[[ DATA SUPPLIED open ]]
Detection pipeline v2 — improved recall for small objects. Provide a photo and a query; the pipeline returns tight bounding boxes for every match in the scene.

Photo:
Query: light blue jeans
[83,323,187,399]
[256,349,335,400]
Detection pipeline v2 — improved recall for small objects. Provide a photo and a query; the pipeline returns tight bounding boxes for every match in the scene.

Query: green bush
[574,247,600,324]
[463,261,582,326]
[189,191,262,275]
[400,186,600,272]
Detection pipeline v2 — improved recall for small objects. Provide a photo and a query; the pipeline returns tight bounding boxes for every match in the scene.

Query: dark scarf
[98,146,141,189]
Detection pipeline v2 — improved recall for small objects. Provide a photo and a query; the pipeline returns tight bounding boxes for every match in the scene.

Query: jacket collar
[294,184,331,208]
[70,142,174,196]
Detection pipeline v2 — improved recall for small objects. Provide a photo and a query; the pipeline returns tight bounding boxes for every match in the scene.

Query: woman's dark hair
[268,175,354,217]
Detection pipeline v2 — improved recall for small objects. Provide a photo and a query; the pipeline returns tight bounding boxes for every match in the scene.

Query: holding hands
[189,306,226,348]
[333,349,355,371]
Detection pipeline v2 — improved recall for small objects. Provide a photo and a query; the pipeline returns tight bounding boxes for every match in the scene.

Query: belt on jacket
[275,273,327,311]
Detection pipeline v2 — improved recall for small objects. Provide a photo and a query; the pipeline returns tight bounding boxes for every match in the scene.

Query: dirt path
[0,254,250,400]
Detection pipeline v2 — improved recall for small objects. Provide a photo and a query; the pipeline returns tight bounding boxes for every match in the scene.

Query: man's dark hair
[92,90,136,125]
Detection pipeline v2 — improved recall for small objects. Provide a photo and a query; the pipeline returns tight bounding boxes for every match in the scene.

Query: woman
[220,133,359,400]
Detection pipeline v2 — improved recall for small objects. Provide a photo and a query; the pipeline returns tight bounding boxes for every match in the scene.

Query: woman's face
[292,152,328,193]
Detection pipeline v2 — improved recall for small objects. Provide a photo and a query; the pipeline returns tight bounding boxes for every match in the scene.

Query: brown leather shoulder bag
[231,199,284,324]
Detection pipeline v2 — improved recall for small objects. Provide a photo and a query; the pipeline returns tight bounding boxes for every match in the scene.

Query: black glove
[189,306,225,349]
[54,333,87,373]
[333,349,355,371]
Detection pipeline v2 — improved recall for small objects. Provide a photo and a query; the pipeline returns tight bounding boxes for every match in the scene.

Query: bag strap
[[ DATA SUPPLIED closed ]]
Copy every line of the records, leaving nothing out.

TASK ANSWER:
Detection pipeline v2 — improved recall for small objects. Provide a photo and a query; the pipeline returns tight bounding boxes for every match in the scene.

Photo:
Query: light blue jeans
[83,323,187,399]
[256,349,335,400]
Detection pipeline v2 — improved recall for small objects. Provide a photo and a query; the pipeline returns tight bounding boxes for every match in the scene.

Query: green bush
[574,247,600,324]
[463,261,582,326]
[189,191,262,275]
[400,186,600,272]
Detection pipeline v2 — improved recall for small objects. Provide a photo and a query; the pipeline returns tight bounding boxes for every match in the scene.

Query: dark scarf
[98,146,141,189]
Detection pipeline v2 — improved recall for small objects. Provide a photo and a query; the pipeline returns tight bounding boxes for every match in the scene.

Query: jacket collar
[294,184,331,208]
[70,142,174,196]
Detection pipeline v2 — improved recall for small objects. Provide a photo and a query; the pipeline returns tight bounding boxes for every match in the scene.

Query: woman's dark hair
[268,175,354,217]
Detection pipeline v2 — improved recall for small objects. Provide a photo and a query; the pipeline returns tight bounding boxes for every match in the scene.

Query: holding hands
[189,306,226,348]
[333,349,355,371]
Detection pipeline v2 — improved recall for small objects. Provide a photo and a query; the pipeline returns tight bounding boxes for every match in the scene.

Query: belt on jacket
[275,273,327,311]
Detection pipeline v2 — improved recall for small objects. Provide a photo and a query; the pipeline returns tight bounding boxes for every match in the scene.

Query: dirt path
[0,254,250,400]
Detection pipeline v2 — improved recall for small objects. Provide a photo and a query; the pipeline returns tight bounding boxes for every match in the scene.

Query: man's dark hair
[92,90,136,125]
Detection pipeline v2 — improved recall for small objects. Provide a photo and a query; the pipeline returns tight bounding boxes for every match in the scene.

Query: woman
[220,133,359,400]
Detection pipeline v2 — improved recall for small objects. Provide a photo and a query; the pipeline returns tight bounding boxes for every match in the scene.

Query: woman's face
[292,152,328,193]
Detection pipeline v2 — improved recall for small objects. Provide a photo and a query; the pipeline returns tight bounding boxes for every match in the scene.

Query: brown leather shoulder bag
[231,199,284,324]
Detection pipeline v2 — improved recall for small objects. Provide a photo and a query; the pipeline returns tight bounding boxes for every match in the scene.

Query: black glove
[189,306,225,349]
[54,333,87,373]
[333,349,355,371]
Detection pipeline v2 — improved recall for small objects. Provide a photo and a query; the pipeline returns tight bounding boxes for every match in the scene.

Query: bag strap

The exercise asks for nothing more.